The Wire - David Sylvian "Manafon"

18.09.09

The pick-up group of elite improvisers might be new but David Sylvian’s song remains the same, says IAN PENMAN.
 
Manafon is the first time David Sylvian has seriously disappointed me in (gosh) 30 years – although, if it’s any consolation, it’s hardly due to any lack of ambition on his part.  The portents feel great.  If you thought 2003’s Blemish went out on a limb you ain’t heard nothing yet!  Where the gorgeous. thorny, nonpareil Blemish had intermittent spiky/gooey interjections from Derek Bailey and Christian Fennesz, here Sylvian’s cherry-pick pick-up group includes players from AMM (Rowe, Tilbury) and Polwechsel (Dafeldecker, Moser, Stangl) and Evan Parker and Otomo Yoshihide and Sachiko M and more.
 
Sylvian’s such a convert to Improv there’s even a film for Manafon entitled Amplified Gesture, included on a special box set edition of the album, in which everyone but Sylvian talks about how they came to it and what it means and why they love it and what its challenges are.  The bad news is, the back-seat absence of David from the film is unfortunately balanced out by his looming centre-stage presence on the CD.  This is music that sounds as if it were made in two very discrete spaces, one for David, and one for everyone else.  Which kinda begs the question: why bother with group improvisation as a new way to go for your Song, if you’re going to end up saying “Include me out!”, record your songs separately, and then just slap them over everyone else’s subtle breath-trace work?

* _Given data_:
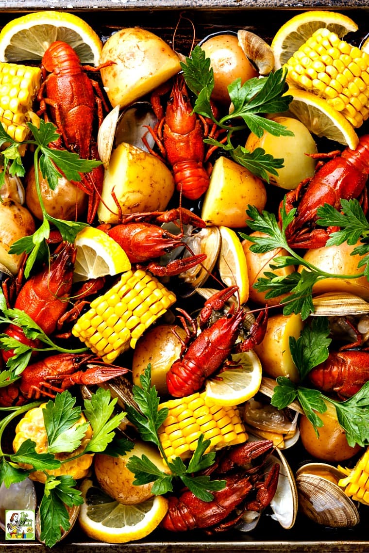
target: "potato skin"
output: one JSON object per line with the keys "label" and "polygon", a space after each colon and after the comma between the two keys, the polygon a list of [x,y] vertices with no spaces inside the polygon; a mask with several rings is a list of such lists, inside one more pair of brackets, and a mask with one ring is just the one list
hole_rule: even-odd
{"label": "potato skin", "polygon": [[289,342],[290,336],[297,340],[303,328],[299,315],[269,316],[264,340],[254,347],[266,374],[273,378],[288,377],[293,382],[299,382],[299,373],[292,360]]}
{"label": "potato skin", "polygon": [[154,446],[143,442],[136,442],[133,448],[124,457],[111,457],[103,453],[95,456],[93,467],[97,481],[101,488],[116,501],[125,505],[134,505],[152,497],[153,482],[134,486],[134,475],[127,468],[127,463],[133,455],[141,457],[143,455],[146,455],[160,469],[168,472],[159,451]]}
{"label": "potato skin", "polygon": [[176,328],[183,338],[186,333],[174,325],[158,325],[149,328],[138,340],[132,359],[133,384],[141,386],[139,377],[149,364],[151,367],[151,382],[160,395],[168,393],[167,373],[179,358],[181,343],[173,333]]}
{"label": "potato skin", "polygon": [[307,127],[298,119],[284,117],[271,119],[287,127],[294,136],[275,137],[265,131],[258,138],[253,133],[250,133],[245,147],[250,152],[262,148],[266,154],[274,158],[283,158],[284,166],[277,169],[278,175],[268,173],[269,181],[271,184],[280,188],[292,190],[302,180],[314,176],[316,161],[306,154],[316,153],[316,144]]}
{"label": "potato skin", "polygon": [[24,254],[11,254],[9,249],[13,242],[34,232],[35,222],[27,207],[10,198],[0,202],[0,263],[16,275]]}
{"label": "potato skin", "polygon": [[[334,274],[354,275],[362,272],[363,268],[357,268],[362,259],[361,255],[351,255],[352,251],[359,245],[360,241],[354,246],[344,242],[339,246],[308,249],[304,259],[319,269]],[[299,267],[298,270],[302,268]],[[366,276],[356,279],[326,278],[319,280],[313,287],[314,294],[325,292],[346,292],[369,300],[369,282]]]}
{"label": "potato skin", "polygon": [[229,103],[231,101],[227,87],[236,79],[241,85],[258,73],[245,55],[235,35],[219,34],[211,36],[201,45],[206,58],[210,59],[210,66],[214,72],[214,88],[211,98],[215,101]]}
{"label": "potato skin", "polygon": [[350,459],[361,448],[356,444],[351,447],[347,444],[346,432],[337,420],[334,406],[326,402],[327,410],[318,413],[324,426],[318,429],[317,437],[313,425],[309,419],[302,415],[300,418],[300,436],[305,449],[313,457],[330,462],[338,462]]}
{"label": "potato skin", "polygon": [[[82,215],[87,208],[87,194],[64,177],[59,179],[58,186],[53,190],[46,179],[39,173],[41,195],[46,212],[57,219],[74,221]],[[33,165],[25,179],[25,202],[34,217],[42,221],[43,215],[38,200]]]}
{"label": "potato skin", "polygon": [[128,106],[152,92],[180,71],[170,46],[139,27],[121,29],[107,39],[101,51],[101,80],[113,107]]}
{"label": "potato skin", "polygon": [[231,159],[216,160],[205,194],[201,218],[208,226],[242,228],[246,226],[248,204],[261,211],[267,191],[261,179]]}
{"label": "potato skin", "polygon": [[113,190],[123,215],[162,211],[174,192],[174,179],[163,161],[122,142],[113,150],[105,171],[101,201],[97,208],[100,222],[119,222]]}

* _Exercise_:
Answer these questions from the review of Manafon.
(a) Who wrote the review?
(b) Which 2003 album does the review compare Manafon to?
(c) What is the film on the special box set edition of the album called?
The rows aren't needed for this.

* _Problem solution_:
(a) Ian Penman
(b) Blemish
(c) Amplified Gesture